文書の一節
----------

説明

コンバイン

【課題】ディーゼルパティキュレートフィルタ又はNOx触媒等を簡単に組付けることができるものでありながら、グレンタンクから穀粒をスムーズに排出できるようにしたコンバインを提供する。
【解決手段】ディーゼルエンジン20を搭載した走行機体1と、左右の走行クローラと、刈取装置と、脱穀装置5と、グレンタンク7とを備えたコンバインにおいて、ディーゼルエンジン20の排気ガス中の粒子状物質等を捕集するディーゼルパティキュレートフィルタ65と、ディーゼルエンジン20の排気ガス中の窒素酸化物を還元するNOx触媒68とを備え、グレンタンク7の前部外側方に近接させて、ディーゼルパティキュレートフィルタ65又はNOx触媒68の少なくともいずれか一方又は両方を配置したことを特徴とする。

【発明の詳細な説明】
【技術分野】
【0001】
本発明は、刈取装置によって圃場の未刈り穀稈を刈取り、刈取った穀稈を脱穀装置によって脱穀するコンバインに係り、より詳しくは、ディーゼルエンジンを搭載したコンバインに関するものである。
【背景技術】
【0002】
従来、作業車両としてのトラクタ等において、走行機体に搭載されたディーゼルエンジンの排気ガス排出径路中に、ディーゼルパティキュレートフィルタ又はNOx触媒等が設けられ、ディーゼルエンジンから排出された排気ガスが、ディーゼルパティキュレートフィルタ又はNOx触媒等によって浄化処理されるようにした技術がある(特許文献1参照)。
【特許文献1】特開2008−31955号公報
【発明の開示】
【発明が解決しようとする課題】
【0003】
刈取装置や脱穀装置を備えたコンバインでは、運転席の下方にディーゼルエンジンを設けて、刈取装置や脱穀装置等の作業部と、走行用のミッションケースとに、ディーゼルエンジンの動力を短距離で伝達するように構成していた。例えば、運転席から離れた脱穀装置の上方や、走行機体の下方等に排気管を延長させることによって、脱穀装置の上方や走行機体の下方にディーゼルパティキュレートフィルタ又はNOx触媒等を設けるスペースを簡単に確保できるが、ディーゼルパティキュレートフィルタ又はNOx触媒の温度管理等が面倒になる等の問題があった。また、収集された穀粒を溜めるグレンタンクを備えたコンバインでは、穀粒が高水分の状態のときに、穀粒の流れが悪くなるから、振動又は揺動させる穀粒排出促進部材をグレンタンク内に特別に設け、高水分の穀粒であってもグレンタンクからスムーズに排出できるように構成していた。
【0004】
本発明の目的は、ディーゼルパティキュレートフィルタ又はNOx触媒等を簡単に組付けることができるものでありながら、グレンタンクから穀粒をスムーズに排出できるようにしたコンバインを提供するものである。

----------

入力レコード
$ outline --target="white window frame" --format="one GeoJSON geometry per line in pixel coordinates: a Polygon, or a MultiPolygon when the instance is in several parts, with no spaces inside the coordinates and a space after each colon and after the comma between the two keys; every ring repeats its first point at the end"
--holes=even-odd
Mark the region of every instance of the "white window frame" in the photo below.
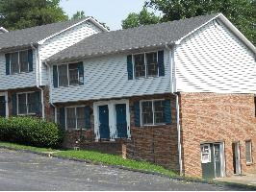
{"type": "MultiPolygon", "coordinates": [[[[65,124],[65,126],[64,126],[64,128],[65,128],[65,130],[68,130],[68,128],[67,128],[67,112],[66,112],[66,108],[75,108],[75,118],[76,118],[76,127],[75,127],[75,129],[69,129],[70,131],[72,131],[72,130],[80,130],[80,128],[77,128],[77,115],[76,115],[76,108],[85,108],[86,106],[69,106],[69,107],[65,107],[64,108],[64,124],[65,124]]],[[[82,130],[87,130],[86,128],[82,128],[82,130]]]]}
{"type": "MultiPolygon", "coordinates": [[[[70,81],[69,81],[69,64],[73,64],[73,63],[78,63],[78,62],[72,62],[72,63],[62,63],[62,64],[58,64],[57,65],[57,73],[58,73],[58,87],[65,87],[65,85],[60,85],[60,73],[59,73],[59,66],[61,65],[66,65],[66,70],[67,70],[67,85],[66,86],[77,86],[77,85],[80,85],[79,84],[79,82],[80,82],[80,79],[79,79],[79,70],[77,72],[77,80],[78,80],[78,84],[70,84],[70,81]]],[[[84,64],[84,63],[83,63],[84,64]]]]}
{"type": "Polygon", "coordinates": [[[246,164],[251,164],[252,163],[252,141],[251,140],[246,140],[245,141],[245,160],[246,160],[246,164]],[[247,161],[247,156],[246,156],[246,143],[249,143],[250,145],[250,149],[249,149],[249,155],[250,155],[250,161],[247,161]]]}
{"type": "Polygon", "coordinates": [[[201,163],[208,163],[211,162],[211,146],[210,144],[201,144],[200,145],[200,152],[201,152],[201,163]],[[202,149],[204,149],[204,147],[208,147],[209,152],[203,152],[202,149]],[[208,159],[203,159],[203,155],[208,155],[208,159]]]}
{"type": "MultiPolygon", "coordinates": [[[[165,101],[165,99],[153,99],[153,100],[141,100],[140,101],[140,118],[141,118],[141,126],[161,126],[166,125],[166,123],[155,123],[155,101],[165,101]],[[152,102],[152,111],[153,111],[153,124],[143,124],[142,122],[142,103],[143,102],[152,102]]],[[[165,112],[165,111],[164,111],[165,112]]]]}
{"type": "Polygon", "coordinates": [[[20,92],[16,94],[16,101],[17,101],[17,115],[35,115],[36,112],[29,112],[29,108],[28,108],[28,94],[30,93],[35,93],[36,91],[29,91],[29,92],[20,92]],[[24,113],[19,113],[19,108],[18,108],[18,95],[23,95],[26,94],[26,114],[24,113]]]}
{"type": "Polygon", "coordinates": [[[153,77],[159,77],[159,67],[157,69],[157,75],[155,76],[148,76],[147,75],[147,60],[146,60],[146,54],[156,53],[157,54],[157,64],[158,64],[158,51],[148,51],[148,52],[141,52],[141,53],[136,53],[133,54],[133,74],[134,79],[141,79],[141,78],[153,78],[153,77]],[[144,66],[145,66],[145,76],[144,77],[136,77],[136,70],[135,70],[135,56],[137,55],[144,55],[144,66]]]}
{"type": "Polygon", "coordinates": [[[29,54],[29,49],[24,49],[24,50],[19,50],[19,51],[14,51],[14,52],[9,52],[9,54],[10,54],[10,68],[9,68],[9,70],[10,70],[10,74],[11,75],[15,75],[15,74],[20,74],[20,73],[29,73],[30,71],[29,71],[29,60],[28,60],[28,63],[27,63],[27,65],[28,65],[28,71],[20,71],[20,69],[21,69],[21,67],[20,67],[20,58],[19,58],[19,53],[20,52],[24,52],[24,51],[26,51],[27,52],[27,57],[28,57],[28,54],[29,54]],[[18,60],[18,73],[13,73],[13,71],[12,71],[12,54],[14,54],[14,53],[17,53],[17,60],[18,60]]]}

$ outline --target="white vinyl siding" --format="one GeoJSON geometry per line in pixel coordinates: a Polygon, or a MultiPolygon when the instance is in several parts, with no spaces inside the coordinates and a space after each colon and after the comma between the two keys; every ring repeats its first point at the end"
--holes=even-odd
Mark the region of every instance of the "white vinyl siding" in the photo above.
{"type": "MultiPolygon", "coordinates": [[[[40,45],[39,60],[43,60],[54,54],[81,41],[85,37],[101,32],[101,29],[90,21],[86,21],[80,25],[77,25],[76,27],[46,40],[42,45],[40,45]]],[[[46,66],[44,64],[40,65],[41,78],[39,79],[41,80],[41,84],[45,85],[48,84],[48,71],[46,71],[46,66]]]]}
{"type": "Polygon", "coordinates": [[[53,103],[169,93],[168,56],[169,52],[165,50],[165,76],[133,81],[128,80],[125,54],[77,60],[84,62],[84,84],[62,88],[51,85],[53,103]]]}
{"type": "Polygon", "coordinates": [[[255,56],[218,23],[210,22],[177,45],[176,91],[256,92],[255,56]]]}
{"type": "Polygon", "coordinates": [[[36,86],[36,58],[33,51],[33,71],[6,75],[5,54],[0,53],[0,87],[2,90],[36,86]]]}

----------

課題の構成
**A.** リストの先頭から「the photo below.」を含む行までを、その行も含めて、空行を除いた番号付きリストに書き直すこと。
**B.** コンバインに関する文書の続きを、最後の文の後から書き進めること。

出力結果一覧
**A.**
1. $ outline --target="white window frame" --format="one GeoJSON geometry per line in pixel coordinates: a Polygon, or a MultiPolygon when the instance is in several parts, with no spaces inside the coordinates and a space after each colon and after the comma between the two keys; every ring repeats its first point at the end"
2. --holes=even-odd
3. Mark the region of every instance of the "white window frame" in the photo below.

**B.**
【課題を解決するための手段】
【0005】
前記目的を達成するため、請求項1に係る発明のコンバインは、ディーゼルエンジンを搭載した走行機体と、左右の走行クローラと、刈取装置と、脱穀装置と、グレンタンクとを備えたコンバインにおいて、前記ディーゼルエンジンの排気ガス中の粒子状物質等を捕集するディーゼルパティキュレートフィルタと、前記ディーゼルエンジンの排気ガス中の窒素酸化物を還元するNOx触媒とを備え、前記グレンタンクの前部外側方に近接させて、前記ディーゼルパティキュレートフィルタ又は前記NOx触媒の少なくともいずれか一方又は両方を配置したものである。
【0006】
請求項2に記載の発明は、請求項1に記載のコンバインにおいて、前記ディーゼルパティキュレートフィルタ又は前記NOx触媒の少なくともいずれか一方又は両方を、前記グレンタンクに平面視で重合する位置に配置したものである。
【0007】
請求項3に記載の発明は、請求項1に記載のコンバインにおいて、前記ディーゼルパティキュレートフィルタ又は前記NOx触媒の少なくともいずれか一方又は両方によって加温された暖気を、前記グレンタンクの内部に導入させるように構成したものである。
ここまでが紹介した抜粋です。